Pick out each line in the rows below that contains the string "juice" and copy it out. Only matches with the same capitalization count.

Items =>
=-=-=

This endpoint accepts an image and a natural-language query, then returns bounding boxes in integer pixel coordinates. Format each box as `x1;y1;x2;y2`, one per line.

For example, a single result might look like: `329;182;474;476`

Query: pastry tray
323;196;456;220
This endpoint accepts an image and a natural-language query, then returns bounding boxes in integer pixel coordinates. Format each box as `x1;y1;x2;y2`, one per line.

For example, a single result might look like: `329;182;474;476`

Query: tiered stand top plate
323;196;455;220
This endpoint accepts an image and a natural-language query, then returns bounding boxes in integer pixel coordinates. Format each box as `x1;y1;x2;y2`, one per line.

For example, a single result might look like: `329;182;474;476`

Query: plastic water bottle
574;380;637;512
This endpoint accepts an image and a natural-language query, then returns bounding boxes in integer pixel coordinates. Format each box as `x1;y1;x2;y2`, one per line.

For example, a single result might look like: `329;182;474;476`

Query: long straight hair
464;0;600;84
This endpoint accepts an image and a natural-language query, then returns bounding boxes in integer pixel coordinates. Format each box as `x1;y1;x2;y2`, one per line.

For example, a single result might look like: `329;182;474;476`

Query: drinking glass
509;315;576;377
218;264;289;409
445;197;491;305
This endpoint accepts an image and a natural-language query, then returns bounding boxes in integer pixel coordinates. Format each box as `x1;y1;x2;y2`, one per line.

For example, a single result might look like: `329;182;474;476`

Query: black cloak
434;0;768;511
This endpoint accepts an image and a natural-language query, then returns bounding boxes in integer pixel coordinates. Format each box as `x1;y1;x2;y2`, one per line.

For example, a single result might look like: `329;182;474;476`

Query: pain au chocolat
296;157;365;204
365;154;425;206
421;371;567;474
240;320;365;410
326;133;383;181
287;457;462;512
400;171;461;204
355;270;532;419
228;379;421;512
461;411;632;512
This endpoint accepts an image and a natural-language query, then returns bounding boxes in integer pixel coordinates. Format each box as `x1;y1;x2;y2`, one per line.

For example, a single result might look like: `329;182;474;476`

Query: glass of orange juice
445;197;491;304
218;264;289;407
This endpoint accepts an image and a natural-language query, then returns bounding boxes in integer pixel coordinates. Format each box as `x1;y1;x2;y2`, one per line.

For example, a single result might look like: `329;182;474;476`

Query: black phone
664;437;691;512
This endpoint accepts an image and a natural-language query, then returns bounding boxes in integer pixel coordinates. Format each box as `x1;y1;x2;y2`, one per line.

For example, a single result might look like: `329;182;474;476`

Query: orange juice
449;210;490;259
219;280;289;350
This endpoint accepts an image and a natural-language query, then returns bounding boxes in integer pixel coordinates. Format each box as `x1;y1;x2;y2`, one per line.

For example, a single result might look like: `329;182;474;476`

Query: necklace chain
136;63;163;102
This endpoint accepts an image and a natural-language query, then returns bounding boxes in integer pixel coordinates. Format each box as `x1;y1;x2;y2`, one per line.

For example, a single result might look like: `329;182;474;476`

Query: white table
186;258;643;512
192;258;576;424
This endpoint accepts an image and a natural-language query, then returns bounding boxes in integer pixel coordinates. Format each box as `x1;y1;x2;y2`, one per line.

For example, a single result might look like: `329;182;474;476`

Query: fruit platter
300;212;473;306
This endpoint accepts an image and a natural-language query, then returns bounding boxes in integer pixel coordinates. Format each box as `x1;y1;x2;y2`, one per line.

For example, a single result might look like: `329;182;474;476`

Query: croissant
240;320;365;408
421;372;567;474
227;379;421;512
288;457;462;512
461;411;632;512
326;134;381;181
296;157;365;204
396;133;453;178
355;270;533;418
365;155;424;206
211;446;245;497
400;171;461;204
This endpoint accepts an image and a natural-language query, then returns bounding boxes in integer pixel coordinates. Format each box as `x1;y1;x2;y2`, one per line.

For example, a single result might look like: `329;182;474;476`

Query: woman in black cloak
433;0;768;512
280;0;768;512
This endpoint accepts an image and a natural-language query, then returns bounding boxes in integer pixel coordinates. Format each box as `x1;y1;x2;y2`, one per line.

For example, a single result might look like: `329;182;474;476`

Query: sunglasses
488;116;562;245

=-=-=

The reply =>
Query: glass of orange juice
Query: orange juice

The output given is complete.